**AIM OF THE TASK**
Give back, word for word, only the lines from the opening of the records through the one with "segment ceiling fan blade, every instance". Pictures stay out.

Saved entries:
--- START ---

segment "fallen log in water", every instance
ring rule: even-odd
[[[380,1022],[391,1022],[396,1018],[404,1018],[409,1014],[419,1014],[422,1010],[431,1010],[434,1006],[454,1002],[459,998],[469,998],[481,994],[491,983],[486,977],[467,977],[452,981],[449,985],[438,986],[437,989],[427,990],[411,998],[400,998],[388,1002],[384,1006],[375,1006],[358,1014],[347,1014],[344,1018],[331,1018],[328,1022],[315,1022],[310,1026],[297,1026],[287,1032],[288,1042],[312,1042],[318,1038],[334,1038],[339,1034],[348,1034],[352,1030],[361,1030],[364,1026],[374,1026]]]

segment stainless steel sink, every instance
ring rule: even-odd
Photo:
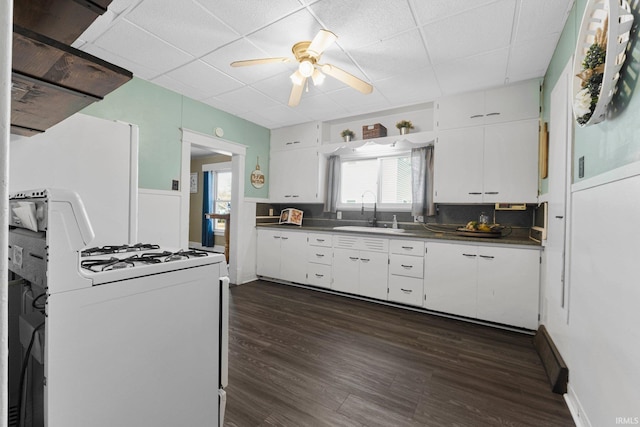
[[[338,231],[361,231],[363,233],[380,233],[380,234],[399,234],[404,233],[403,228],[382,228],[382,227],[362,227],[358,225],[342,225],[339,227],[333,227]]]

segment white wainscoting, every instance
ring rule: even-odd
[[[586,415],[580,425],[593,427],[640,417],[640,175],[614,175],[572,188],[569,329],[561,339],[573,409]]]
[[[179,191],[138,191],[138,240],[163,247],[181,248],[181,203]]]

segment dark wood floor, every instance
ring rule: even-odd
[[[573,426],[532,337],[307,289],[232,287],[225,426]]]

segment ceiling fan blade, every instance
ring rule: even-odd
[[[331,44],[336,41],[337,38],[338,36],[336,36],[329,30],[320,30],[307,48],[307,53],[318,59],[320,58],[320,55],[322,55],[322,52],[324,52],[326,48],[331,46]]]
[[[302,92],[304,91],[304,85],[307,83],[307,78],[304,77],[302,79],[302,83],[299,85],[295,84],[291,88],[291,95],[289,95],[289,107],[295,107],[300,103],[300,98],[302,98]]]
[[[246,67],[248,65],[260,65],[270,64],[273,62],[289,62],[290,59],[286,57],[279,58],[260,58],[260,59],[245,59],[244,61],[234,61],[231,63],[232,67]]]
[[[336,67],[335,65],[322,65],[322,72],[330,75],[335,79],[340,80],[342,83],[351,86],[355,90],[360,91],[365,95],[373,92],[373,86],[371,86],[369,83],[365,82],[364,80],[360,80],[353,74],[349,74],[346,71]]]

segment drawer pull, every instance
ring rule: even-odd
[[[318,274],[318,273],[316,273],[316,277],[324,277],[324,274]]]
[[[289,240],[289,238],[288,238],[288,237],[284,237],[284,236],[282,236],[282,237],[281,237],[281,239],[282,239],[282,240]]]
[[[499,191],[485,191],[484,194],[500,194]]]
[[[402,288],[400,288],[400,290],[402,292],[404,292],[405,294],[410,294],[411,292],[413,292],[411,289],[402,289]]]
[[[489,116],[499,116],[500,113],[487,113],[487,117]]]
[[[403,246],[402,249],[413,250],[413,246]]]
[[[485,259],[494,259],[494,256],[490,256],[490,255],[480,255],[480,258],[485,258]]]
[[[322,257],[324,256],[324,254],[316,254],[316,256],[317,256],[318,258],[322,258]]]
[[[479,196],[482,194],[482,192],[479,191],[470,191],[469,194],[473,195],[473,196]]]
[[[354,257],[354,256],[350,256],[350,257],[349,257],[349,259],[350,259],[351,261],[357,261],[357,260],[359,260],[360,258],[357,258],[357,257]]]
[[[462,254],[462,256],[475,257],[476,255],[474,255],[474,254]]]
[[[322,243],[322,242],[324,242],[324,239],[316,239],[316,242]]]
[[[474,114],[473,116],[470,116],[470,119],[477,119],[478,117],[484,117],[484,114]]]
[[[406,268],[407,270],[408,270],[408,269],[410,269],[410,268],[413,268],[413,265],[404,265],[404,264],[400,264],[400,266],[401,266],[402,268]]]
[[[360,261],[362,261],[362,262],[369,262],[369,261],[371,261],[371,259],[369,259],[369,258],[360,258]]]

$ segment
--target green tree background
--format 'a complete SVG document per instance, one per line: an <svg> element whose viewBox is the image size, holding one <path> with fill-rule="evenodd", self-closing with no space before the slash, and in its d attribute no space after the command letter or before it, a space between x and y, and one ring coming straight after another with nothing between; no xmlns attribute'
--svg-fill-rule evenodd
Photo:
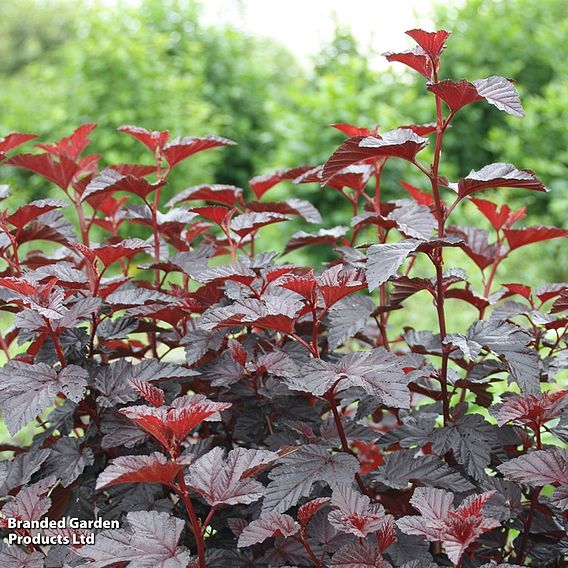
<svg viewBox="0 0 568 568"><path fill-rule="evenodd" d="M94 150L107 162L147 158L139 145L116 132L121 124L175 135L217 133L239 142L180 167L172 184L177 190L212 181L246 188L248 179L272 169L322 163L343 139L329 128L334 122L380 124L386 130L433 119L423 80L399 64L375 69L368 38L354 37L339 24L333 40L305 65L273 40L228 25L205 25L196 0L136 5L0 0L0 14L1 133L31 131L55 139L96 121ZM566 224L565 0L447 1L433 8L432 19L454 32L443 76L513 77L527 111L524 120L490 105L461 111L447 136L443 173L455 179L497 160L532 168L551 187L550 194L512 190L493 197L528 205L529 221ZM399 180L418 181L414 175L391 161L387 197L401 197ZM22 172L0 176L17 188L13 199L52 191ZM345 223L349 214L333 190L288 185L278 192L311 199L329 226ZM459 214L468 222L476 212L465 207ZM275 231L271 237L285 235ZM528 256L513 257L510 277L522 271L535 284L566 279L567 265L565 247L546 243Z"/></svg>

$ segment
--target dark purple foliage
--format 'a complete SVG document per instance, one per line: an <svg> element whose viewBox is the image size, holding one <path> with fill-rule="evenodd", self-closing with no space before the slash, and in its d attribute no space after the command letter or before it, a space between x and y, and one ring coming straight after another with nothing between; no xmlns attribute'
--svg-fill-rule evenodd
<svg viewBox="0 0 568 568"><path fill-rule="evenodd" d="M66 197L0 212L0 309L13 318L0 409L11 435L37 432L0 445L1 536L9 518L122 523L94 544L3 542L1 568L565 565L568 284L533 290L497 272L568 231L520 227L524 208L475 195L547 191L530 170L443 176L462 107L524 113L509 79L439 79L448 32L408 35L416 47L387 58L427 79L435 122L335 124L347 140L326 164L249 188L170 191L181 161L233 144L218 136L123 126L154 165L102 170L85 154L94 124L33 153L12 154L33 135L0 140L0 161ZM389 160L424 176L401 181L410 199L384 199ZM338 191L352 219L308 232L322 223L312 203L264 198L280 183ZM458 205L482 226L452 225ZM290 222L284 251L258 253ZM123 238L128 223L144 238ZM333 260L282 258L312 245ZM471 282L449 247L479 270ZM431 299L435 330L395 330L415 294ZM476 318L449 329L460 302Z"/></svg>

--- END ---

**ANSWER BOX**
segment "fallen log in water", every instance
ring rule: even-odd
[[[380,1022],[391,1022],[396,1018],[404,1018],[409,1014],[419,1014],[422,1010],[431,1010],[434,1006],[454,1002],[459,998],[469,998],[481,994],[491,983],[486,977],[467,977],[452,981],[449,985],[438,986],[437,989],[427,990],[411,998],[400,998],[388,1002],[384,1006],[375,1006],[358,1014],[347,1014],[344,1018],[331,1018],[328,1022],[315,1022],[310,1026],[297,1026],[287,1032],[288,1042],[312,1042],[318,1038],[334,1038],[339,1034],[348,1034],[352,1030],[361,1030],[364,1026],[374,1026]]]

segment stainless steel sink, every instance
ring rule: even-odd
Photo:
[[[338,231],[361,231],[363,233],[380,233],[380,234],[399,234],[404,233],[403,228],[382,228],[382,227],[362,227],[358,225],[342,225],[339,227],[333,227]]]

segment white wainscoting, every instance
ring rule: even-odd
[[[586,415],[580,425],[593,427],[640,417],[640,175],[614,175],[572,188],[569,329],[561,339],[573,409]]]
[[[179,191],[138,191],[138,240],[163,247],[181,248],[181,203]]]

segment dark wood floor, every instance
ring rule: even-odd
[[[573,426],[532,337],[307,289],[232,287],[225,426]]]

segment ceiling fan blade, every instance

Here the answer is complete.